Languages that support it via square brackets: Rust, Ruby, Javascript, Python, 
C, Julia.

I see your point, ultimately for me what is frustrating is when I have 
predefined data structures and we have a tool for "get the value at some point 
(i.e map keys)" so I can do `map[:key][:key]` but if I want to write 
`map[:key][0][:key][0]` I have to reorient the code entirely to use `get_in` or 
piped functions like `|> Map.get(:key)`. Getting a key out of a keyword list 
would be equally as slow as getting a list at an index, so it didn't seem to me 
like the purpose of the `[]` was to only do fast operations.

There are plenty of cases where I need to get things positionally out of lists, 
the two that come to mind are handling various data structures that I got 
externally, like from an API (I can use bracket access until I get to a list 
then I can't) and testing. Often I'm testing that something at a very specific 
point in a produced data structure is a specific value. I.e "the tenth item at 
the path `foo[:bar]` is X". I can do that with pattern matching, but its only 
feasible to a point (like pattern matching the 10th item from a list does not 
look good). We can use `get_in` but we could also make that argument for 
everything and not have bracket access at all. It seems like a natural 
extension of that choice to give lists (and probably tuples) sensible behavior 
with bracket syntax.

I'm not necessarily convinced that not having `list[i]` will ultimately 
convince people not to write those bad algorithms, because they can just as 
easily say ` List.at ( http://list.at/ ) (list, 1)`. But wether or not I'm 
convinced of that is not relevant 😆

On Thu, Sep 21, 2023 at 12:39 PM, Justin Wood < m...@ankhers.dev > wrote:

> 
> 
> 
> 
>> It was pointed out that perhaps we don't do this to express that indexing
>> a list is not fast in Elixir like it is in other languages, but I'm not
>> sure if that is sufficient reason IMO to leave out a typically very
>> standard feature of lists.

* Short task 1
According to the message on Elixir list indexing, which languages support access through square brackets?
The entries that follow are unrelated to the message on Elixir list indexing.

* Dataset excerpts
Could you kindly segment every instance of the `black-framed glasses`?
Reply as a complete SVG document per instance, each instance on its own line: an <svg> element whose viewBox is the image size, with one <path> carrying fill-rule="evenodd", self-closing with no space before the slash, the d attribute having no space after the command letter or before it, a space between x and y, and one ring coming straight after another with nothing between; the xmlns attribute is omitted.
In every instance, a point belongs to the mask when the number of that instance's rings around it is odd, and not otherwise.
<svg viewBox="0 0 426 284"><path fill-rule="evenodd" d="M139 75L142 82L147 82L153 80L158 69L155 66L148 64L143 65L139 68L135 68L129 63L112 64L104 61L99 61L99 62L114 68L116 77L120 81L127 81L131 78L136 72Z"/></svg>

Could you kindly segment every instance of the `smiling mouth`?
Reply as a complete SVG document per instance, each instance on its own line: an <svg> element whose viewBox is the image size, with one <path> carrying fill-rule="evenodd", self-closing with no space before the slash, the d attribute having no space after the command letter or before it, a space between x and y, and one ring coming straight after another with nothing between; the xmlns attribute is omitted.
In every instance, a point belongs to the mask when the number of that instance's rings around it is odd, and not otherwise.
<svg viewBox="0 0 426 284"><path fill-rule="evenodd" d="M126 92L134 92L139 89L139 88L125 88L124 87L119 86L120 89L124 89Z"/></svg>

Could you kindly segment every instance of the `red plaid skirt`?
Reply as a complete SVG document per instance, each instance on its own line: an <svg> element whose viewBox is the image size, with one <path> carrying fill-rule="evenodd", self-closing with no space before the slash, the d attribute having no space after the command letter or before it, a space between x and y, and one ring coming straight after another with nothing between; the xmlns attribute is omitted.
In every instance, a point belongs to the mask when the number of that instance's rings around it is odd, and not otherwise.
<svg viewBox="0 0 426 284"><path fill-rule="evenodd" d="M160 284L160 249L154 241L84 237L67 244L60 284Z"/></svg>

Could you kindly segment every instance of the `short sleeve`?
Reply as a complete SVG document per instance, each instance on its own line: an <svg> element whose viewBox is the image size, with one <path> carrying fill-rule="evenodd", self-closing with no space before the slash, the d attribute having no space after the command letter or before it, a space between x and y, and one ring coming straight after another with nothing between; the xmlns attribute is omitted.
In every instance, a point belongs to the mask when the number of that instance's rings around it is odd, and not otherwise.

* Short task 2
How many lines of the entries contain the string "segment"? Reply with the number alone.

* Problem solution 1
Rust, Ruby, Javascript, Python, C, and Julia.

* Problem solution 2
4